[Set task] Copy out every row below word for word, leaving out the pictures.

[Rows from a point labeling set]
►

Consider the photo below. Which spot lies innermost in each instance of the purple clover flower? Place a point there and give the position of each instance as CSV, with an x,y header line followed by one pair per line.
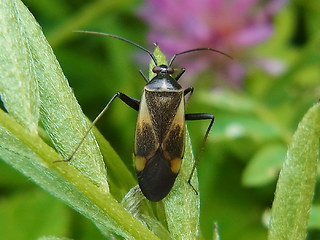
x,y
231,26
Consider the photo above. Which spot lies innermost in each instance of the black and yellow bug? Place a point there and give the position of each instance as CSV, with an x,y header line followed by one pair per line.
x,y
160,130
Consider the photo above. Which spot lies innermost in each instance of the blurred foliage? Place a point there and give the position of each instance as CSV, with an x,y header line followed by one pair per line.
x,y
243,155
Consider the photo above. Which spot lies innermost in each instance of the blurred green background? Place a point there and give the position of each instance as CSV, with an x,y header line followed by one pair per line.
x,y
255,119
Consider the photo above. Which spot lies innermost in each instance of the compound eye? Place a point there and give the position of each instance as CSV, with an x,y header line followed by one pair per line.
x,y
157,69
170,70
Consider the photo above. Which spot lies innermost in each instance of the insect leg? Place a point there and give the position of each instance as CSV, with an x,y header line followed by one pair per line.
x,y
131,102
144,76
188,90
199,116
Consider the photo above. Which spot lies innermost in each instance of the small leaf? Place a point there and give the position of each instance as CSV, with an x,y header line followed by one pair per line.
x,y
18,83
295,188
264,166
314,221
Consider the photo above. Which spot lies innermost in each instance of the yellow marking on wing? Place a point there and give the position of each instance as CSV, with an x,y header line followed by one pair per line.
x,y
175,165
139,162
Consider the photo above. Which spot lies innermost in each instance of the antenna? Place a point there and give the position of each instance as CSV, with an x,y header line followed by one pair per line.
x,y
196,50
122,39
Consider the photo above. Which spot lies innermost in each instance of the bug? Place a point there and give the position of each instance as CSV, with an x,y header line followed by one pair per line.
x,y
160,129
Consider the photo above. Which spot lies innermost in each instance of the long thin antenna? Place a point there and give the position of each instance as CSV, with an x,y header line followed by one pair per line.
x,y
122,39
196,50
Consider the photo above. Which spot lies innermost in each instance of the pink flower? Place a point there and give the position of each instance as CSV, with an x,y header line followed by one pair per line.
x,y
230,26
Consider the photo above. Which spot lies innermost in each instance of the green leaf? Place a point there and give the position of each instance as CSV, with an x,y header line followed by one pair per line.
x,y
30,155
314,221
264,166
18,83
295,188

◄

[Exercise output]
Consider the photo below. Which spot lies innermost in each instance of the purple clover flower? Place a point there and give the position of each instance as CSV, with an x,y header line followed by one pair per line.
x,y
231,26
Consider the photo above. Which spot lies innermost in each instance of the black and yellow bug? Place a point there and give the position of each instance as CSV, with an x,y header line followed by one pair per line.
x,y
160,130
Consider the photo above. Which spot lies innermost in each instance of the blurred foliage? Place a point there and give the position of each instance as CSV, with an x,y header line followed by one pair per line.
x,y
243,155
Consider the photo above. Which spot lies innermost in each instance of the blurred green background? Place a point there and give the position of each instance as CSV, with an x,y header line followed by one pair per line.
x,y
255,119
Consider the photo above. Which spot lies innermost in each instance of the compound eye? Place a point there and give the position of each instance as CSV, with an x,y header line followed by one pair per line.
x,y
157,69
170,70
Consider the photo above. Which spot lies innermost in each instance of the insect leg? Place a point there and give the position of each instance as CSV, with an x,y header line followed by one pair per line.
x,y
131,102
144,76
188,90
199,116
Consider the photo above. Which spot lies innermost in each instance of the small leaf? Place a point there and give the position of each instance as CSV, with an x,y header line followed by one pair per line.
x,y
18,83
295,188
264,166
314,221
Consider the photo above. Which spot lies innermost in each instance of the yellow marking on wing? Place a point there and give the position of each instance as CSV, with an x,y header line followed by one pair per line.
x,y
175,165
139,162
Consider the photo above. Which spot lies innermost in each instance of the antenna? Place a point there and give the position of each instance as CSV, with an x,y header line followed by one pair per line.
x,y
196,50
122,39
Consider the photo above. Which spot lies innermost in each instance of the bug? Place a point there and give the position of each instance as CSV, with an x,y header line followed by one pair per line.
x,y
160,129
Consider the photo above. Which spot lies innermost in each instance of the long thin antenna? Place a point there and give the position of each instance as CSV, with an x,y header line followed by one pair per line.
x,y
122,39
196,50
Consider the photo above. Which spot lies innermost in each instance of the pink flower? Place a point there and give the position of each instance as CSV, with an x,y header line followed by one pair per line.
x,y
230,26
Consider the photo above. Which spot lies innermost in each instance of the green leaf? Place a point there and give the position of each instance as CSV, with an x,y header line followed by one pair per line.
x,y
30,155
314,221
264,166
18,83
295,188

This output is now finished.